** BEGIN **
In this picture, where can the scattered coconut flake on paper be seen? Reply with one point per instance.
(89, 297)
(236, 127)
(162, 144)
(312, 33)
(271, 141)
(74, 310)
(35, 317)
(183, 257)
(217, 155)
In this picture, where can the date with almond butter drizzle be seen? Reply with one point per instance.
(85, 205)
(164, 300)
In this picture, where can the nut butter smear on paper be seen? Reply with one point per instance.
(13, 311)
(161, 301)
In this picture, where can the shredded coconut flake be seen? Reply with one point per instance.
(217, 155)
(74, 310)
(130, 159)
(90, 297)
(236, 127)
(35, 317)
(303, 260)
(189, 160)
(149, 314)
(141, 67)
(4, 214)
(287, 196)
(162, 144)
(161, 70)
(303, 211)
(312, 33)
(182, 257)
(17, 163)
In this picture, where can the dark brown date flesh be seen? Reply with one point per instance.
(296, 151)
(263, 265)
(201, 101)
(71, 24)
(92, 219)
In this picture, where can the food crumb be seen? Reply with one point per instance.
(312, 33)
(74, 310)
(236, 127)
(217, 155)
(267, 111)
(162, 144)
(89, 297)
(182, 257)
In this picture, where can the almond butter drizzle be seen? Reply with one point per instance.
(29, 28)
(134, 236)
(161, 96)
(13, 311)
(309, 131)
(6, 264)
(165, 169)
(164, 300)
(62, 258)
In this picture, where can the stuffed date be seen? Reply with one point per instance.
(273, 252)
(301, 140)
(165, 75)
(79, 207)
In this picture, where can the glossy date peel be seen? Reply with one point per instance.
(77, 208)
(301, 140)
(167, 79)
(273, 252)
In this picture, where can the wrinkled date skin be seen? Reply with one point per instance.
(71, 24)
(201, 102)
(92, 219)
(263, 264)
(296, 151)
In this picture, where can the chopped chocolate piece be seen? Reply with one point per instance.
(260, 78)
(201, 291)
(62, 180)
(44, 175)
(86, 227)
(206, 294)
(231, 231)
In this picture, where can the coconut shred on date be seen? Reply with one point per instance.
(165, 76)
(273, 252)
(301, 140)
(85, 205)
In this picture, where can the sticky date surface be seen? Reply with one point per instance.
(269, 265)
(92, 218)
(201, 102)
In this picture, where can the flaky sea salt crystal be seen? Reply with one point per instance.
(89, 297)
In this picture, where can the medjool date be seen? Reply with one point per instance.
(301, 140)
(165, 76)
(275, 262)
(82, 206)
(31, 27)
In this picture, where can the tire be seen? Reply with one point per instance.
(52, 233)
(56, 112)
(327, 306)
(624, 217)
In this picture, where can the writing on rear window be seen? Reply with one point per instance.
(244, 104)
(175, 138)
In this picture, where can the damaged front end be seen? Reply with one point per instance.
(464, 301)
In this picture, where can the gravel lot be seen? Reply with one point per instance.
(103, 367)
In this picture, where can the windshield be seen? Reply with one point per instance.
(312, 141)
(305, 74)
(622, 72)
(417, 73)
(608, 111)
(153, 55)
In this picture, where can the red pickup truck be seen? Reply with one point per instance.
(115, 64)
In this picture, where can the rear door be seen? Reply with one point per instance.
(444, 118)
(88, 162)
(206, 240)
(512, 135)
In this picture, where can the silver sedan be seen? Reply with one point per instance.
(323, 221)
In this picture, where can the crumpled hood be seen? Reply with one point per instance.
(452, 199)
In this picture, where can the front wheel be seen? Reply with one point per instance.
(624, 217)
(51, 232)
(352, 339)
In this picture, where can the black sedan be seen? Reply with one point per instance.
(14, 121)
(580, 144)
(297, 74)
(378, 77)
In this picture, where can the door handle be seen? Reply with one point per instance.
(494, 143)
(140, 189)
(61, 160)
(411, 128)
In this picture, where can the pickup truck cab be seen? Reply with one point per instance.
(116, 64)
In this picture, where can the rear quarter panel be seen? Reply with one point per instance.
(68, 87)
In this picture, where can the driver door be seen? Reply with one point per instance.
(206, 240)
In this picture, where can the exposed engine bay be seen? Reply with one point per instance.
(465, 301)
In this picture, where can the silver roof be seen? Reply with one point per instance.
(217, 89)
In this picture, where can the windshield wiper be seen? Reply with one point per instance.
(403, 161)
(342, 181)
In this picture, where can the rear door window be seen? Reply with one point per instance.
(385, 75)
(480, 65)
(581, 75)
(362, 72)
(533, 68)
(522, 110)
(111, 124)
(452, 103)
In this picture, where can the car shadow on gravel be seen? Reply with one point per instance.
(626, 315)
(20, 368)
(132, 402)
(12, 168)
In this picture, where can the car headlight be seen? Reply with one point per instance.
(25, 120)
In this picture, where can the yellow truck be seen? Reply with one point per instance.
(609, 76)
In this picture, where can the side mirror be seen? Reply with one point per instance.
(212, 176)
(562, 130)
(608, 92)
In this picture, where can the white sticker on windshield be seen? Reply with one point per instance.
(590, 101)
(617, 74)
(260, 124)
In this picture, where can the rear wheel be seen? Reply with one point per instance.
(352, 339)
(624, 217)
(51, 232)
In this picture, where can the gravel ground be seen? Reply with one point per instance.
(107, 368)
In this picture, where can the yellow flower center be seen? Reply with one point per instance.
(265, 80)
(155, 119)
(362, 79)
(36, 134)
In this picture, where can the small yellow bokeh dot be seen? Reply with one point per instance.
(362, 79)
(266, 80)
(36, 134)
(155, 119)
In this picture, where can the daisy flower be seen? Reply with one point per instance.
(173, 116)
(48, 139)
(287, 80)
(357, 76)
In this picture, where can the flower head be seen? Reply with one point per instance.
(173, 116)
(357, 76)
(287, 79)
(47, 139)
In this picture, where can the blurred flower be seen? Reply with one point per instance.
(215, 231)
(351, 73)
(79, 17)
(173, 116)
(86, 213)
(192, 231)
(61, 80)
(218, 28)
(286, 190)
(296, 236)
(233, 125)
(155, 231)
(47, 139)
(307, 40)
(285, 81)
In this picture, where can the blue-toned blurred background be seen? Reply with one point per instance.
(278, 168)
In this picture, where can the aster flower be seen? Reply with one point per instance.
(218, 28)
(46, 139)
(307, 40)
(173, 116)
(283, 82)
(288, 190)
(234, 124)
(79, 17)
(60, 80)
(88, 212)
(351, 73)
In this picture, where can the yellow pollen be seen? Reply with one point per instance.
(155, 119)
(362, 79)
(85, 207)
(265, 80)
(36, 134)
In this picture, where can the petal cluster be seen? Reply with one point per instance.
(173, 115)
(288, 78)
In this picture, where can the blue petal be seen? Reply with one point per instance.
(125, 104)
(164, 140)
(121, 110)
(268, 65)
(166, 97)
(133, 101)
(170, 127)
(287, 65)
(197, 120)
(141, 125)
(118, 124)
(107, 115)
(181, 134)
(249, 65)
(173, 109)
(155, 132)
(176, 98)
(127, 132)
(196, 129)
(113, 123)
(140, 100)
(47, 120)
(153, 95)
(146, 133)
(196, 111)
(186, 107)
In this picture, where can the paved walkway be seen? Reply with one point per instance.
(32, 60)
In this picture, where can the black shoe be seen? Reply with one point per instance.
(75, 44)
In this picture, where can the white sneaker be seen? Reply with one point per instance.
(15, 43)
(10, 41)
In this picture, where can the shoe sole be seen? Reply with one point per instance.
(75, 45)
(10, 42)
** END **
PROBLEM TO SOLVE: In this exercise, repeat all entries exactly.

TASK ANSWER:
In this picture, where can the scattered coconut flake on paper be seen? Reply with one point per instance.
(89, 297)
(236, 127)
(162, 144)
(312, 33)
(271, 141)
(74, 310)
(35, 317)
(183, 257)
(217, 155)
In this picture, where can the date with almond butter drizzle be seen? Reply with one point per instance.
(85, 205)
(164, 300)
In this picture, where can the nut butter smear on paper be seen? Reply with one point per instance.
(13, 311)
(161, 301)
In this picture, where can the shredded coconut flake be seen? Reply with one point per instance.
(217, 155)
(74, 310)
(130, 159)
(90, 297)
(236, 127)
(35, 317)
(303, 260)
(189, 160)
(149, 314)
(141, 67)
(4, 214)
(287, 196)
(162, 144)
(161, 70)
(303, 211)
(312, 33)
(182, 257)
(17, 163)
In this picture, where can the dark brown date flesh be seen? Reply with one point per instance.
(296, 151)
(263, 265)
(201, 101)
(71, 24)
(92, 219)
In this picture, where can the food crumb be seen? Reply with one point per instance.
(312, 33)
(74, 310)
(236, 127)
(217, 155)
(267, 111)
(162, 144)
(89, 297)
(182, 257)
In this picture, where can the almond butter drizzle be seen? Reply with one point per instance.
(29, 28)
(134, 236)
(161, 96)
(13, 311)
(309, 131)
(6, 264)
(165, 169)
(164, 300)
(62, 258)
In this picture, where can the stuffed date be seen? Reply with one point per instance.
(273, 252)
(301, 140)
(165, 75)
(79, 207)
In this picture, where can the glossy date peel be seen? Reply with one point per instance.
(77, 208)
(301, 140)
(167, 79)
(273, 252)
In this picture, where can the wrinkled date skin be seen? Reply with one point per instance.
(71, 24)
(201, 102)
(92, 219)
(263, 264)
(296, 151)
In this picture, where can the chopped chocolate piece be seen? Reply with one point per instance.
(260, 78)
(201, 291)
(62, 180)
(44, 175)
(86, 227)
(206, 294)
(231, 231)
In this picture, where can the coconut shred on date be seen? Reply with one point per instance.
(165, 76)
(273, 252)
(301, 140)
(85, 205)
In this picture, where can the sticky date surface be seen? Reply with one point per instance.
(269, 265)
(92, 218)
(201, 102)
In this picture, where can the flaky sea salt crystal be seen? Reply with one point per instance.
(89, 297)
In this picture, where can the medjool date be seen? Reply with one point per instance.
(301, 140)
(165, 76)
(275, 262)
(82, 206)
(31, 27)
In this picture, where can the tire be seen? Reply with one point per instance.
(52, 233)
(56, 112)
(327, 306)
(624, 217)
In this picture, where can the writing on rear window be seen? Reply with one point per instance.
(244, 104)
(175, 138)
In this picture, where can the damaged front end be seen? Reply with one point per instance.
(464, 301)
In this picture, where can the gravel lot be seen? Reply with one point per instance.
(103, 367)
In this picture, where can the windshield be seen? Reply with one point per instance.
(312, 141)
(305, 74)
(622, 72)
(417, 73)
(608, 111)
(153, 55)
In this picture, where can the red pickup truck be seen? Reply with one point per instance.
(115, 64)
In this picture, where can the rear door be seen? Reply with one point per instance.
(444, 118)
(88, 162)
(206, 240)
(512, 135)
In this picture, where can the silver sedan be seen? Reply with one point per instance.
(323, 221)
In this picture, where can the crumpled hood be seen? Reply with one point per instance.
(452, 199)
In this picture, where can the front wheel be seen? Reply with one point per instance.
(624, 217)
(51, 232)
(352, 339)
In this picture, where can the black sedan be seen? Reply with one point per instance.
(14, 121)
(580, 144)
(297, 74)
(378, 77)
In this picture, where can the door handle be seen? Reply with one point per instance.
(494, 143)
(140, 189)
(61, 160)
(411, 128)
In this picture, where can the pickup truck cab be seen? Reply with one point per instance.
(116, 64)
In this picture, where can the rear quarter panel be seen? Reply with one point per instance.
(68, 87)
In this picture, where can the driver door be seen? Reply with one point per instance.
(206, 240)
In this picture, where can the exposed engine bay be seen? Reply with one point per instance.
(465, 301)
In this picture, where can the silver roof be seen? Reply with one point per instance.
(217, 89)
In this picture, where can the windshield wiper be seen? Reply with one point per instance.
(403, 161)
(342, 181)
In this picture, where can the rear door window be seen? Reply with one point per instance.
(385, 75)
(480, 65)
(581, 75)
(362, 72)
(533, 68)
(522, 110)
(111, 124)
(452, 103)
In this picture, where can the car shadow on gravel be seen? Reply with one point per instance.
(626, 315)
(20, 368)
(132, 402)
(12, 168)
In this picture, where can the car headlight be seen? Reply with one point per instance.
(25, 120)
In this picture, where can the yellow truck be seen? Reply with one point per instance.
(609, 76)
In this picture, where can the side mirror be seen? Reply with one point per instance.
(212, 176)
(562, 130)
(608, 92)
In this picture, where can the white sticker on windshield be seen? Reply with one point per instance.
(590, 101)
(617, 74)
(260, 124)
In this picture, where can the rear wheel be seen? Reply with one point per instance.
(352, 339)
(624, 217)
(51, 232)
In this picture, where can the gravel ground be seen? Reply with one point per instance.
(107, 368)
In this picture, where can the yellow flower center be seen? Reply with one point per instance.
(265, 80)
(155, 119)
(362, 79)
(36, 134)
In this picture, where can the small yellow bokeh dot be seen? Reply with one point per instance.
(362, 79)
(266, 80)
(36, 134)
(155, 119)
In this picture, where can the daisy flower be seen? Reply with one point per instance.
(173, 116)
(48, 139)
(287, 80)
(357, 76)
In this picture, where can the flower head be seen? Reply with one point per instance.
(173, 116)
(357, 76)
(287, 79)
(47, 139)
In this picture, where can the blurred flower be seen? Reply with one point per instance.
(215, 231)
(351, 73)
(79, 17)
(173, 116)
(86, 213)
(192, 231)
(61, 80)
(218, 28)
(286, 190)
(296, 236)
(233, 125)
(155, 231)
(47, 139)
(307, 40)
(285, 81)
In this picture, where can the blue-toned blurred background be seen? Reply with one point per instance.
(278, 168)
In this picture, where can the aster flower be seen? Reply with one point per instance.
(218, 28)
(46, 139)
(307, 40)
(173, 116)
(283, 82)
(288, 190)
(234, 124)
(79, 17)
(60, 80)
(88, 212)
(351, 73)
In this picture, where can the yellow pollen be seen? Reply with one point per instance.
(155, 119)
(362, 79)
(85, 207)
(265, 80)
(36, 134)
In this picture, where can the petal cluster be seen? Reply with one point per instance.
(173, 115)
(288, 78)
In this picture, where can the blue petal be seen? Reply with one point per instance.
(125, 104)
(164, 140)
(121, 110)
(268, 65)
(166, 97)
(133, 101)
(170, 127)
(287, 65)
(197, 120)
(141, 125)
(118, 124)
(107, 115)
(181, 134)
(249, 65)
(173, 109)
(155, 132)
(176, 98)
(127, 132)
(196, 129)
(113, 123)
(140, 100)
(47, 120)
(153, 95)
(146, 133)
(196, 111)
(186, 107)
In this picture, where can the paved walkway be seen? Reply with one point per instance.
(32, 60)
In this picture, where can the black shoe be seen? Reply with one point per instance.
(75, 44)
In this picture, where can the white sneaker be seen? Reply with one point per instance.
(15, 43)
(10, 41)
In this picture, where can the shoe sole be seen? Reply with one point per instance.
(75, 45)
(10, 42)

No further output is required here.